*TEXT*
[Begin]

Captain Drummond was Breadalbane's henchman; he it was who had been responsible for delaying for twenty-four hours the aged chieftain as he was hastening to make his belated submission. Certainly he was the most bloodthirsty of the whole battalion of butchers. Probably he had heard from Breadalbane that now was the time to take full revenge for every head of cattle that had been lost.

Yet the massacre was bungled. Not more than a third of the male population of the glen fell to the bayonets and shots of the soldiers. At most some thirty were killed, and these included nine men at Inverrigan, where Glenlyon was quartered. Under his orders these lusty innocents, bound hand and foot, were taken out of their houses and shot. It was the sight of their dead bodies which spoiled Glenlyon's stomach for further killing.

The firing heard by the two brothers when they were escaping from their homes had come from the direction of Archnacon. When the soldiers, under Sergeant Barber, made an appearance there, ten men were sitting fully dressed in one of the houses. Without waiting to give any explanation, Barber ordered his men to fire. Five of them fell dead. Leaping inside, Barber bent over the leader, asking if he were still alive. He said, "Yes," but he would prefer to die out of doors. Barber replied that seeing he had eaten his bread he would grant the request; the wounded man was taken outside and made to stand upright before the muzzles of the soldiers' rifles. But he was still less feeble and more subtle than his captors. Throwing his plaid over their faces, he broke through the cordon and sped away through the blizzard upwards towards the crest of the snowy heights. He was a brave soldier who dared follow him. While this diversion was being created outside, the other four clansmen, who had escaped death in the first volley, bolted through the rear of the house, and they too escaped.

[End]

*STATED TASK 1*
Please repeat the massacre account from "Yet the massacre" up to and including "for further killing.".
*STATED TASK 2*
In one to three sentences, explain why Sergeant Barber agreed to the wounded leader's request to die out of doors, as the massacre account states.
*STATED TASK 3*
According to the massacre account, how many men were killed at Inverrigan, where Glenlyon was quartered?

*EXTRACTED RECORDS*
[Begin]

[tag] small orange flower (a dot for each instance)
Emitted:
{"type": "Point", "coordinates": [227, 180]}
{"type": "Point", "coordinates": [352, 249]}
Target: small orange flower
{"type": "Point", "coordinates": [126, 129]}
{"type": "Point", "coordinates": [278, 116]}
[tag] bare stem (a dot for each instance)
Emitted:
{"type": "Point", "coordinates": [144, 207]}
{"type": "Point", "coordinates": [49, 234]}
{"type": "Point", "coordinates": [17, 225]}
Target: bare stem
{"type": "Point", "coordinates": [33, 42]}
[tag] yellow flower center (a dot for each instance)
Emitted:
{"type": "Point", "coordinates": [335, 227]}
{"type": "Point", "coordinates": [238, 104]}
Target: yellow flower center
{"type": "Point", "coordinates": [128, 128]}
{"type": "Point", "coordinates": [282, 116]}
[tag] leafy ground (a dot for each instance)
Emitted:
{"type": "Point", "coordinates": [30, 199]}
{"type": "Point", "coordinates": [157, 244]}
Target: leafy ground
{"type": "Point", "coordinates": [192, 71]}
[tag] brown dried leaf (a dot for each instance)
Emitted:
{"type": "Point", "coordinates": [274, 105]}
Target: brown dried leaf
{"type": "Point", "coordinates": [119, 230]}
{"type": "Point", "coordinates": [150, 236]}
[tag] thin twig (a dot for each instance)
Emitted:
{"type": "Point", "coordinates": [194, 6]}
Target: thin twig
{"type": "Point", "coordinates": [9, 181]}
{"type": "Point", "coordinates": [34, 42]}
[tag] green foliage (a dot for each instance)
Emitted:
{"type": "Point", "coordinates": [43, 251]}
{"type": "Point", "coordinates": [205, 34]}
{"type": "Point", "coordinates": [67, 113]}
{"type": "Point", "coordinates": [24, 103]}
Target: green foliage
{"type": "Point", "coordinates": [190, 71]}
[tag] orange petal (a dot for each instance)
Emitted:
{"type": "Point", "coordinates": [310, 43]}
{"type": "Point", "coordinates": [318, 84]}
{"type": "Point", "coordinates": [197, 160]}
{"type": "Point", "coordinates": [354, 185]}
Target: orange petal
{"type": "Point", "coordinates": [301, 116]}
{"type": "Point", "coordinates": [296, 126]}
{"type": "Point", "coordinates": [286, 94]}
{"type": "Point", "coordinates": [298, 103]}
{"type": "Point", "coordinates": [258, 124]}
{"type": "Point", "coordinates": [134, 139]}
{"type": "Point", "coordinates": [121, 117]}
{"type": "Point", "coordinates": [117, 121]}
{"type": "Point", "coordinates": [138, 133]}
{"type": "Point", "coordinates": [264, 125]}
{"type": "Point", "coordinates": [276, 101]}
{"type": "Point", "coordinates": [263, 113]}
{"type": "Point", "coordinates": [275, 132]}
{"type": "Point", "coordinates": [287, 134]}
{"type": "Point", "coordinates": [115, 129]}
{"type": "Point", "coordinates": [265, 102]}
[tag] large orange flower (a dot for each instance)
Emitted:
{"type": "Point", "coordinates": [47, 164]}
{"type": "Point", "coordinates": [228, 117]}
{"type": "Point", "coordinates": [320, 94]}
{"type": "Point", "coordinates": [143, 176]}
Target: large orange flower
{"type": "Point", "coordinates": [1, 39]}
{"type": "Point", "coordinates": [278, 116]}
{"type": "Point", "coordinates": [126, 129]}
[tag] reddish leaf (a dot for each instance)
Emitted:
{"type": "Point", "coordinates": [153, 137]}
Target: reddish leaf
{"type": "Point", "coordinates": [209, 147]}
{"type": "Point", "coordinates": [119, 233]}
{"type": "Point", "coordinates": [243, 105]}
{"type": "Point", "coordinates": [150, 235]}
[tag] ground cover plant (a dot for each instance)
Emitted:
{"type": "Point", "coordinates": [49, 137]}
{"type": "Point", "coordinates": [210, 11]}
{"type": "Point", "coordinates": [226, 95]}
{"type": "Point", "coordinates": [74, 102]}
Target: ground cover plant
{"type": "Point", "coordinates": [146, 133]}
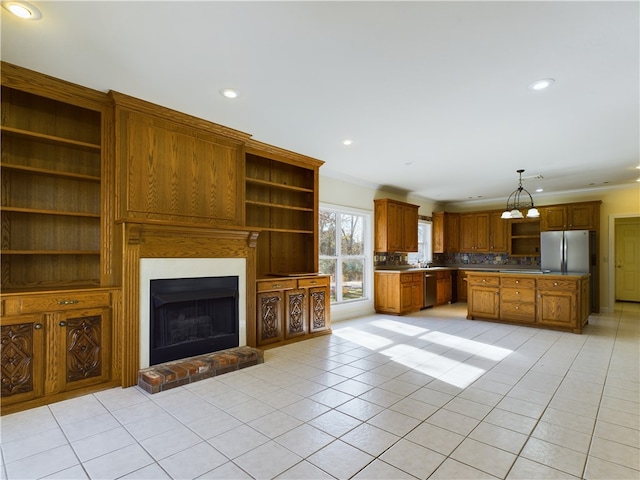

[End]

*COMPLETE RESPONSE 1*
Yet the massacre was bungled. Not more than a third of the male population of the glen fell to the bayonets and shots of the soldiers. At most some thirty were killed, and these included nine men at Inverrigan, where Glenlyon was quartered. Under his orders these lusty innocents, bound hand and foot, were taken out of their houses and shot. It was the sight of their dead bodies which spoiled Glenlyon's stomach for further killing.

*COMPLETE RESPONSE 2*
Barber said he would grant the request because the man had eaten his bread.

*COMPLETE RESPONSE 3*
Nine men.